Task requirements:
Retype the passage from the film article below, starting at the words "The Good, the Bad, the" and ending after "and the Ugly.".

Text:
::::::
The Good, the Bad, the Weird () is a 2008 South Korean Western action film directed by Kim Jee-woon and starring Song Kang-ho, Lee Byung-hun, and Jung Woo-sung. The film is inspired by the 1966 Italian Spaghetti Western The Good, the Bad and the Ugly.

The film premiered at the 2008 Cannes Film Festival and had a limited release in the U.S. on April 23, 2010. It received positive reviews with critics praising the action, the cinematography and the direction. The film marks the second collaboration between actor Lee Byung-hun and director Kim Jee-woon, who had previously collaborated on the action drama A Bittersweet Life (2005) and would later do so again in Kim's I Saw the Devil (2010).

Plot
In the desert wilderness of Manchuria in 1939, months before the beginning of the Second World War. Park Chang-yi, The Bad (Lee Byung-hun)—a bandit and hitman—is hired to acquire a treasure map from a Japanese official traveling by train. Before he can get it however, Yoon Tae-goo, The Weird (Song Kang-ho)—a thief—steals the map and is caught up in The Bad's derailment of the train. This involves the slaughter of the Japanese and Manchurian guards, and various civilians. Park Do-won, The Good (Jung Woo-sung)—an eagle-eyed bounty hunter—appears on the scene to claim the bounty on Chang-yi. Meanwhile, Tae-goo escapes, eluding his Good and Bad pursuers. A fourth force—a group of Manchurian bandits—also want the map to sell to the Ghost Market. Tae-goo hopes to uncover the map's secrets and recover what he believes is gold and riches buried by the Qing Dynasty just before the collapse of their government. As the story continues, an escalating battle for the map occurs, with bounties placed on heads and the Imperial Japanese Army racing to reclaim its map as it can apparently "save the Japanese Empire".
::::::
Record list:
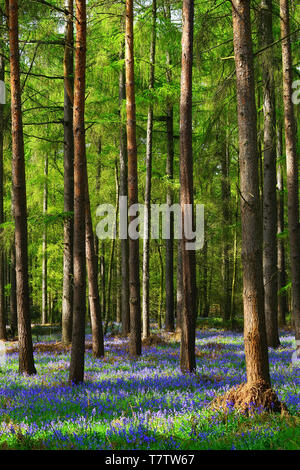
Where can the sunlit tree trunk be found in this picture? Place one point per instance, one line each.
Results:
(135, 344)
(291, 166)
(45, 260)
(282, 279)
(147, 211)
(76, 374)
(187, 349)
(256, 352)
(67, 302)
(26, 361)
(269, 179)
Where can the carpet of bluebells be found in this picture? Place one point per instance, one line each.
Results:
(146, 403)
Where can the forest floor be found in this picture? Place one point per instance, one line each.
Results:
(146, 403)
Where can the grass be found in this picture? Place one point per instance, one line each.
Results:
(147, 403)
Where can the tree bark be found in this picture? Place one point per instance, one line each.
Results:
(256, 352)
(281, 278)
(135, 344)
(187, 348)
(125, 312)
(147, 211)
(80, 177)
(92, 272)
(3, 335)
(226, 195)
(67, 302)
(170, 321)
(291, 166)
(26, 360)
(269, 180)
(45, 261)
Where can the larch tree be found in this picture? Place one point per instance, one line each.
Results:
(135, 343)
(188, 315)
(147, 208)
(76, 374)
(170, 321)
(269, 173)
(67, 301)
(125, 311)
(291, 165)
(257, 391)
(26, 360)
(3, 335)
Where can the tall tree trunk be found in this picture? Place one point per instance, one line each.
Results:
(179, 287)
(226, 194)
(45, 261)
(26, 361)
(3, 335)
(67, 302)
(147, 211)
(291, 166)
(269, 193)
(92, 271)
(125, 312)
(282, 296)
(135, 344)
(169, 325)
(13, 292)
(256, 352)
(187, 349)
(80, 177)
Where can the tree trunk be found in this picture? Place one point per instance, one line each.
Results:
(125, 312)
(256, 352)
(26, 361)
(179, 287)
(187, 349)
(135, 344)
(80, 177)
(169, 325)
(13, 292)
(147, 212)
(44, 267)
(67, 302)
(269, 193)
(92, 271)
(282, 280)
(291, 166)
(226, 194)
(3, 335)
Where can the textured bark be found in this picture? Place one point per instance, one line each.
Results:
(179, 287)
(269, 180)
(147, 212)
(13, 293)
(169, 325)
(45, 261)
(92, 272)
(291, 165)
(226, 194)
(256, 352)
(125, 312)
(80, 177)
(281, 278)
(187, 347)
(3, 335)
(67, 301)
(26, 361)
(135, 344)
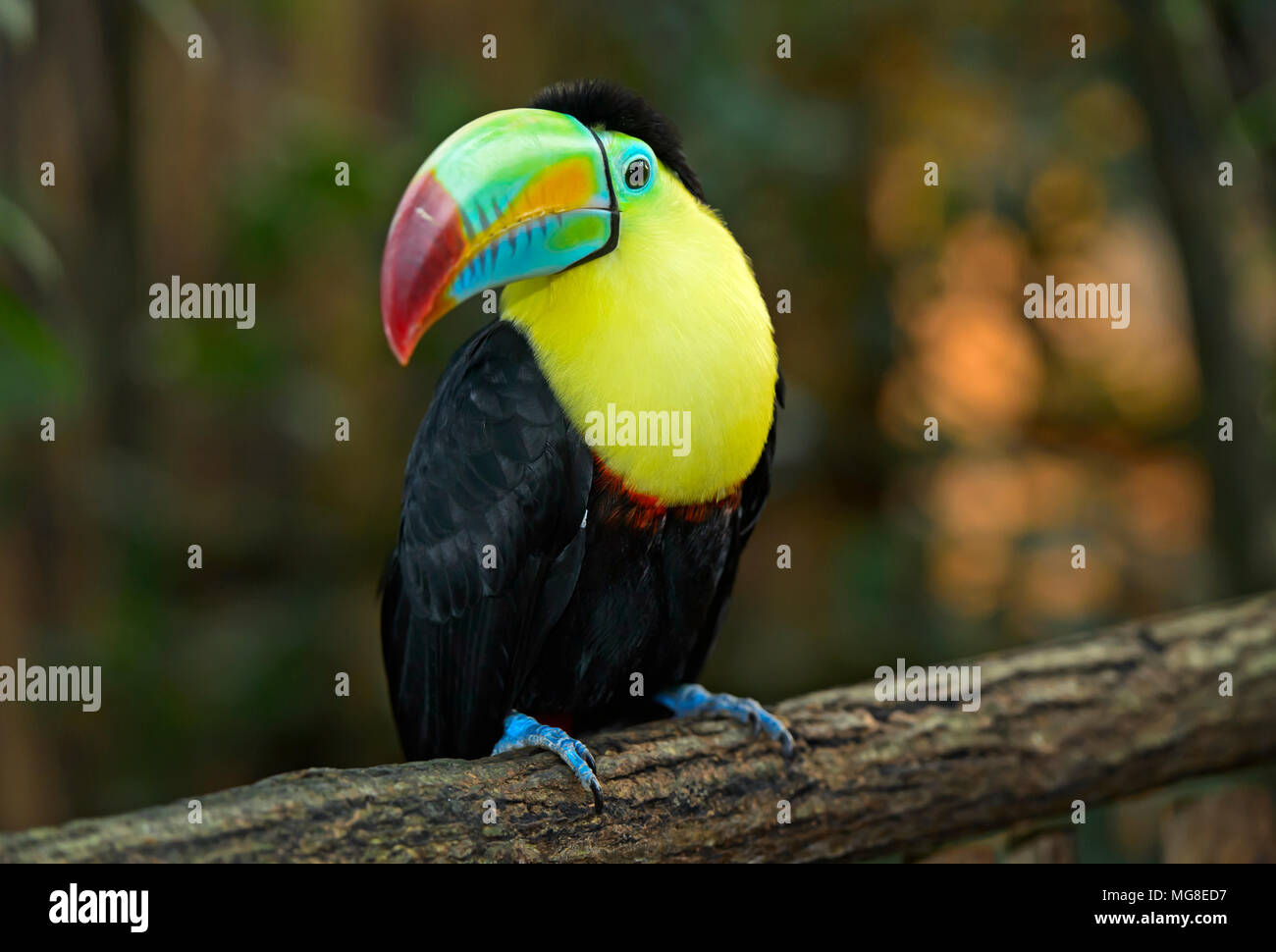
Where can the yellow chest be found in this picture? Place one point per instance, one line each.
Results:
(662, 355)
::::::
Solved problem:
The Good, the Bad, the Weird () is a 2008 South Korean Western action film directed by Kim Jee-woon and starring Song Kang-ho, Lee Byung-hun, and Jung Woo-sung. The film is inspired by the 1966 Italian Spaghetti Western The Good, the Bad and the Ugly.